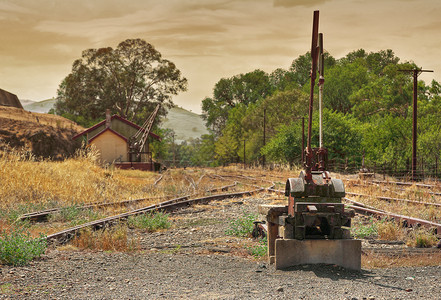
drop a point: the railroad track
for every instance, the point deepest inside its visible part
(167, 206)
(396, 199)
(364, 209)
(39, 216)
(401, 251)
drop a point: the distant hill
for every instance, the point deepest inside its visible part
(186, 124)
(43, 134)
(25, 102)
(40, 107)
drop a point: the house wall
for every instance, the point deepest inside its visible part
(111, 147)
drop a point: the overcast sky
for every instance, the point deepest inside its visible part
(207, 40)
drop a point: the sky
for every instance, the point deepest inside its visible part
(207, 39)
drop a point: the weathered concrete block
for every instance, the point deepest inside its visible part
(344, 253)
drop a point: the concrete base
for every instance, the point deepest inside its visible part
(344, 253)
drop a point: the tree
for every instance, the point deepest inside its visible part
(130, 80)
(230, 92)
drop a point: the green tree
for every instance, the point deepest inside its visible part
(230, 92)
(130, 80)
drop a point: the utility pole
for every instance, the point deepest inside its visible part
(244, 161)
(264, 139)
(303, 138)
(415, 73)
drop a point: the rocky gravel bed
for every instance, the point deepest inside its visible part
(195, 259)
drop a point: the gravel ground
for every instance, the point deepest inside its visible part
(197, 260)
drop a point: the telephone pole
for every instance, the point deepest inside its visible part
(415, 73)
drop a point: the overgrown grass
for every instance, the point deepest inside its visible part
(18, 248)
(114, 238)
(365, 229)
(261, 249)
(242, 226)
(150, 221)
(75, 215)
(422, 238)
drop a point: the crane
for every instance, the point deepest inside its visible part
(138, 140)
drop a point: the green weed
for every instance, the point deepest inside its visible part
(261, 249)
(18, 248)
(150, 221)
(243, 226)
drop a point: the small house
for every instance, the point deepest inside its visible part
(113, 138)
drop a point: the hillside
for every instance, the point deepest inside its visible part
(186, 124)
(43, 134)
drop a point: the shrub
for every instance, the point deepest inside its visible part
(390, 231)
(242, 226)
(150, 221)
(261, 249)
(365, 230)
(421, 238)
(110, 239)
(18, 248)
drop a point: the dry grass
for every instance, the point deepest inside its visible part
(109, 239)
(375, 261)
(414, 193)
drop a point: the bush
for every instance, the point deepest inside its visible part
(243, 226)
(261, 249)
(18, 248)
(150, 221)
(114, 238)
(367, 230)
(422, 238)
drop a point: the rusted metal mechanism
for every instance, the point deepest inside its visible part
(315, 208)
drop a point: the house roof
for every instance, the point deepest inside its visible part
(103, 122)
(9, 99)
(110, 130)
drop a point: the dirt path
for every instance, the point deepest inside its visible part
(197, 260)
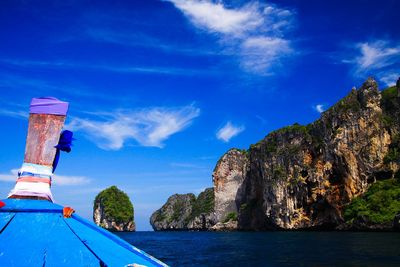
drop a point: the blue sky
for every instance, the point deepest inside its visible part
(159, 90)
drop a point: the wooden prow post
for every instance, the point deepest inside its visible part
(43, 134)
(46, 119)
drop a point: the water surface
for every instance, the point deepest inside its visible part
(270, 248)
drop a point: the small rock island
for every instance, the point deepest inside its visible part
(113, 210)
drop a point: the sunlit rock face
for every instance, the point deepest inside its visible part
(228, 177)
(302, 176)
(186, 212)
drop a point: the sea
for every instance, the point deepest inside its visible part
(270, 248)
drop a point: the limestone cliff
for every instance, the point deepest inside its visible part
(306, 176)
(185, 212)
(303, 176)
(113, 210)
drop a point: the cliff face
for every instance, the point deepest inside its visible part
(185, 212)
(228, 176)
(113, 210)
(305, 177)
(302, 176)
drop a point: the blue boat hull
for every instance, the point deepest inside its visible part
(35, 233)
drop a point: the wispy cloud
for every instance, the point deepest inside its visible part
(228, 131)
(254, 31)
(319, 108)
(186, 165)
(135, 39)
(123, 69)
(61, 180)
(148, 127)
(390, 78)
(14, 113)
(379, 58)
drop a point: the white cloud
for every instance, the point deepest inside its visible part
(229, 131)
(319, 108)
(149, 127)
(379, 58)
(215, 17)
(65, 180)
(254, 32)
(390, 79)
(14, 113)
(61, 180)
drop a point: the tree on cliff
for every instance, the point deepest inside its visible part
(113, 210)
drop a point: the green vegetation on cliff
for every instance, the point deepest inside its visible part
(116, 203)
(379, 204)
(203, 204)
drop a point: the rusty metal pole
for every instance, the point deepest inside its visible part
(46, 119)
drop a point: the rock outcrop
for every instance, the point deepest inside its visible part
(113, 210)
(185, 212)
(303, 176)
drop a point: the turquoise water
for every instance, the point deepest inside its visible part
(270, 248)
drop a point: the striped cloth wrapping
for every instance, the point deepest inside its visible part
(33, 180)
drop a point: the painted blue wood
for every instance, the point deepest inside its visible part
(29, 204)
(109, 249)
(5, 217)
(42, 239)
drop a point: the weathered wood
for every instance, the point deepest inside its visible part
(43, 134)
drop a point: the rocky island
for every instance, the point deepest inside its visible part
(113, 210)
(339, 172)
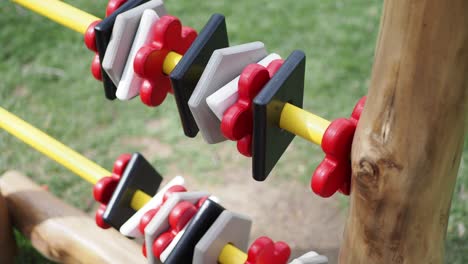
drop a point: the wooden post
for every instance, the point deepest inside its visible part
(61, 232)
(7, 241)
(409, 140)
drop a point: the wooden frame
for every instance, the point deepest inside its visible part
(409, 140)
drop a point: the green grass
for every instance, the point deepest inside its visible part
(45, 79)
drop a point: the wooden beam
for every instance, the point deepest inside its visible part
(61, 232)
(7, 241)
(409, 140)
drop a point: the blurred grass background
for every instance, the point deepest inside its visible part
(45, 79)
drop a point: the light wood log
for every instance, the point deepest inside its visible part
(61, 232)
(409, 140)
(7, 241)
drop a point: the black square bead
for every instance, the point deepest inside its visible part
(138, 175)
(187, 73)
(269, 140)
(195, 230)
(103, 32)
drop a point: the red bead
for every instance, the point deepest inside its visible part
(161, 243)
(171, 190)
(121, 163)
(180, 215)
(143, 249)
(146, 218)
(167, 35)
(113, 5)
(99, 219)
(334, 172)
(201, 201)
(237, 121)
(104, 188)
(90, 36)
(96, 68)
(335, 169)
(264, 251)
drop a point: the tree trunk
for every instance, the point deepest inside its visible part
(409, 140)
(7, 241)
(60, 232)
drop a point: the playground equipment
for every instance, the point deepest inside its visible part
(268, 101)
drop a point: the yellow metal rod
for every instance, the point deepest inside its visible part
(79, 21)
(303, 123)
(62, 154)
(61, 13)
(232, 255)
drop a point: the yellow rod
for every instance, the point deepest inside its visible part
(62, 154)
(232, 255)
(79, 21)
(50, 147)
(303, 123)
(61, 13)
(171, 60)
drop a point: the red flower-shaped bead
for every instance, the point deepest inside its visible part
(105, 187)
(237, 122)
(167, 35)
(334, 172)
(264, 251)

-------

Copy all of the entries above word for word, without the pictures.

**ANSWER TO THE TASK**.
drop a point: the railroad track
for every instance, the point deepest inside its visible part
(167, 206)
(396, 199)
(364, 209)
(39, 216)
(401, 251)
drop a point: the distant hill
for every instance, the point deepest inside its visible part
(186, 124)
(43, 134)
(25, 102)
(40, 107)
drop a point: the house wall
for every instance, the point deepest inside its visible part
(111, 147)
drop a point: the overcast sky
for every instance, the point deepest inside its visible part
(207, 40)
drop a point: the sky
for every instance, the point deepest inside its visible part
(207, 39)
drop a point: the weathered concrete block
for every instance, the point deepest inside its visible part
(344, 253)
drop a point: the concrete base
for every instance, the point deepest inside its visible part
(344, 253)
drop a point: the tree
for every instance, the point deepest inside its visible part
(130, 80)
(230, 92)
drop a point: the green tree
for every instance, the point deepest inside its visible part
(230, 92)
(130, 80)
drop a point: the utility pole
for every instance, the point deepest inside its visible part
(244, 161)
(264, 139)
(303, 138)
(415, 73)
drop a point: the rocky gravel bed
for every instance, the point deepest inside its visible part
(195, 259)
drop a point: the gravel ground
for every instance, the point deepest inside its visible part
(197, 260)
drop a point: the telephone pole
for every instance, the point deepest inside its visible part
(415, 73)
drop a point: the overgrown grass
for every instance, the point deepest inside its visible part
(18, 248)
(114, 238)
(365, 229)
(261, 249)
(242, 226)
(150, 221)
(75, 215)
(422, 238)
drop a point: the crane
for every instance, the point deepest inside its visible part
(138, 140)
drop a point: the green weed
for every instance, the point deepest inside its visible part
(261, 249)
(18, 248)
(150, 221)
(243, 226)
drop a point: the small house
for every instance, the point deepest inside its visible part
(113, 138)
drop a point: the hillside
for every instance, the point deepest inside its visible part
(186, 124)
(43, 134)
drop a point: the shrub
for every instance, the point deepest inside its visible part
(390, 231)
(242, 226)
(150, 221)
(261, 249)
(365, 230)
(421, 238)
(110, 239)
(18, 248)
drop a point: the dry grass
for every instance, the point deepest inside its visible part
(109, 239)
(375, 261)
(414, 193)
drop a point: the bush
for every instance, the point deepest inside its visible part
(243, 226)
(261, 249)
(18, 248)
(150, 221)
(114, 238)
(367, 230)
(422, 238)
drop a point: the rusted metal mechanism
for every instance, the point deepest inside its visible part
(315, 208)
drop a point: the house roof
for every instance, the point deepest inside its visible part
(103, 122)
(9, 99)
(110, 130)
drop a point: the dirt path
for every instance, the point deepest inside its visible part
(197, 260)
drop a point: the blue sky
for every instance, the point deepest inside its visible part
(159, 90)
drop a point: the wooden prow post
for every instance, the point deepest inside its visible part
(43, 134)
(46, 119)
drop a point: the water surface
for every instance, the point deepest inside its visible part
(270, 248)
drop a point: the small rock island
for every instance, the point deepest inside its visible part
(113, 210)
drop a point: the sunlit rock face
for every instance, the point deepest inside its visible part
(228, 177)
(302, 176)
(186, 212)
drop a point: the sea
for every instance, the point deepest inside its visible part
(270, 248)
drop a point: the limestone cliff
for every instance, the point deepest inside its visible part
(306, 176)
(185, 212)
(303, 176)
(113, 210)
drop a point: the cliff face
for every instance, the point deepest inside its visible part
(185, 212)
(228, 176)
(113, 210)
(305, 177)
(302, 176)
drop a point: the blue boat hull
for every instance, the point deepest inside its visible part
(35, 233)
drop a point: the wispy cloud
for every instance, the point deepest inside its visible part
(228, 131)
(254, 31)
(319, 108)
(186, 165)
(135, 39)
(123, 69)
(61, 180)
(148, 127)
(390, 78)
(14, 113)
(379, 58)
drop a point: the white cloud
for every instance, the point deepest inside its visible part
(229, 131)
(319, 108)
(149, 127)
(379, 58)
(215, 17)
(65, 180)
(254, 32)
(390, 79)
(14, 113)
(61, 180)
drop a point: the tree on cliff
for every instance, the point deepest inside its visible part
(113, 210)
drop a point: the green vegetation on cliff
for every instance, the point deepest inside its visible part
(116, 203)
(379, 204)
(203, 204)
drop a point: the rusty metal pole
for every instance, the point deepest inside its visible part
(46, 119)
drop a point: the rock outcrop
for every instance, the point deepest inside its visible part
(113, 210)
(185, 212)
(303, 176)
drop a point: the turquoise water
for every instance, the point deepest inside its visible part
(270, 248)
drop a point: the striped cloth wrapping
for every instance, the point deepest inside its visible part
(33, 180)
drop a point: the painted blue wood
for every instance, the point deepest inside its visible part
(29, 204)
(109, 249)
(5, 217)
(42, 239)
drop a point: the weathered wood
for every instance, the point deepest inside its visible part
(43, 134)
drop a point: the rocky island
for every instance, the point deepest inside its visible part
(113, 210)
(339, 172)
drop a point: the wooden post
for every instance, the point deepest inside its visible part
(61, 232)
(7, 241)
(409, 140)
drop a point: the wooden frame
for every instance, the point deepest inside its visible part
(409, 140)
drop a point: the green grass
for every instance, the point deepest inside its visible part
(45, 79)
drop a point: the wooden beam
for every instance, the point deepest inside its visible part
(61, 232)
(7, 241)
(409, 140)
drop a point: the blurred grass background
for every instance, the point deepest inside its visible part
(45, 79)
drop a point: the light wood log
for every instance, the point deepest inside its visible part
(61, 232)
(409, 140)
(7, 241)
drop a point: the black square bead
for every instance, the point deepest inside its visible part
(138, 175)
(187, 73)
(269, 140)
(195, 230)
(103, 32)
drop a point: the red bead
for every instance, the point deepest inside its visible part
(161, 243)
(171, 190)
(121, 163)
(180, 215)
(143, 249)
(146, 218)
(167, 35)
(113, 5)
(99, 219)
(334, 172)
(201, 201)
(237, 121)
(104, 188)
(90, 36)
(96, 68)
(335, 169)
(264, 251)
drop a point: the tree trunk
for every instance, the point deepest inside its visible part
(409, 140)
(7, 241)
(60, 232)
drop a point: the playground equipment
for every instance, the point deepest inside its visible part
(268, 101)
drop a point: the yellow metal rod
for every instance, the point deepest inside its visible part
(79, 21)
(303, 123)
(62, 154)
(61, 13)
(232, 255)
drop a point: the yellow rod
for every instance, the point deepest inside its visible part
(62, 154)
(232, 255)
(79, 21)
(50, 147)
(303, 123)
(61, 13)
(171, 60)
drop a point: the red flower-shaped bead
for every instance, the point deepest inside its visible part
(105, 187)
(237, 122)
(167, 35)
(334, 172)
(264, 251)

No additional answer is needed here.